> _Text shown_
=-=-=

(aka: Wolfsspitz, Dutch Barge Dog, Smiling Dutchman, German Spitz, Chien Loup)
The Keeshond is a medium sized dog, with a very distinctive appearance and a sturdy build. The double coat of the Keeshond is dense, straight, and long, and these dogs have a beautiful, regal looking ruff of dense hair around the neck. His small ears stand erect on his head, adding to his alert expression. The coloring of the coat is a beautiful, rich gray, with black and cream, and he has a luxurious pluming tail that cascades over his back. The weight of the Keeshond is around 35 pounds for females, and between 40-45 pounds for males. The height of these dogs is around 17-18 inches.
Affectionate, loving, and good natured, the Keeshond is a dog that loves to be around his human family. These dogs thrive on attention and love, and enjoy getting involved in the family fun and activities. Some can be quite demanding in terms of the affection and attention that they require, and without it can become bored and start barking a lot. Spirited and happy, the Keeshond is a sociable creature, and is very friendly towards just about everyone. He will bark to raise an alarm, which can make him a fairly effective watchdog, but he is too friendly to qualify as a guard dog. Known as the 'smiling Dutchman' because of the way that he bares his teeth in a cheerful, grinning fashion, this dog makes for a great family pet and companion. The Keeshond is fine for inexperienced dog owners as well as for the more experienced, but he can have a willful and independent streak - although training using positive methods should not prove too much of a problem.
The Keeshond is an intelligent breed, and is quick to learn obedience commands. These dogs get on very well with children, and most will be fine around strangers. Early socialization is important in order to reduce the risk of increased timidity in some Keeshonds, and a peaceful environment is essential as these dogs are very sensitive and have very powerful hearing. When it comes to other pets, the Keeshond tends to get along well with them, which means that he is ideal for families that already have pets in the household. The Keeshond's eagerness to please his owner along with his intelligence and learning rate means that he will usually do well in terms of obedience training.

=-=-=

> _Source data_
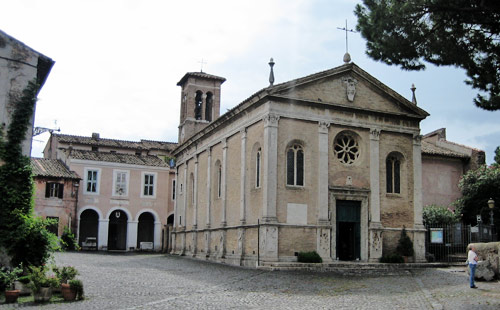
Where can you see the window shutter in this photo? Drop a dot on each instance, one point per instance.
(60, 190)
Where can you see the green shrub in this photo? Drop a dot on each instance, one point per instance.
(309, 257)
(405, 245)
(65, 273)
(77, 285)
(68, 240)
(392, 259)
(438, 215)
(33, 244)
(38, 279)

=-=-=

> _Work order_
In the text on the Keeshond, what earns the breed the name "smiling Dutchman"?

> _Completed exercise_
The breed gets the name from the way it bares its teeth in a cheerful, grinning fashion.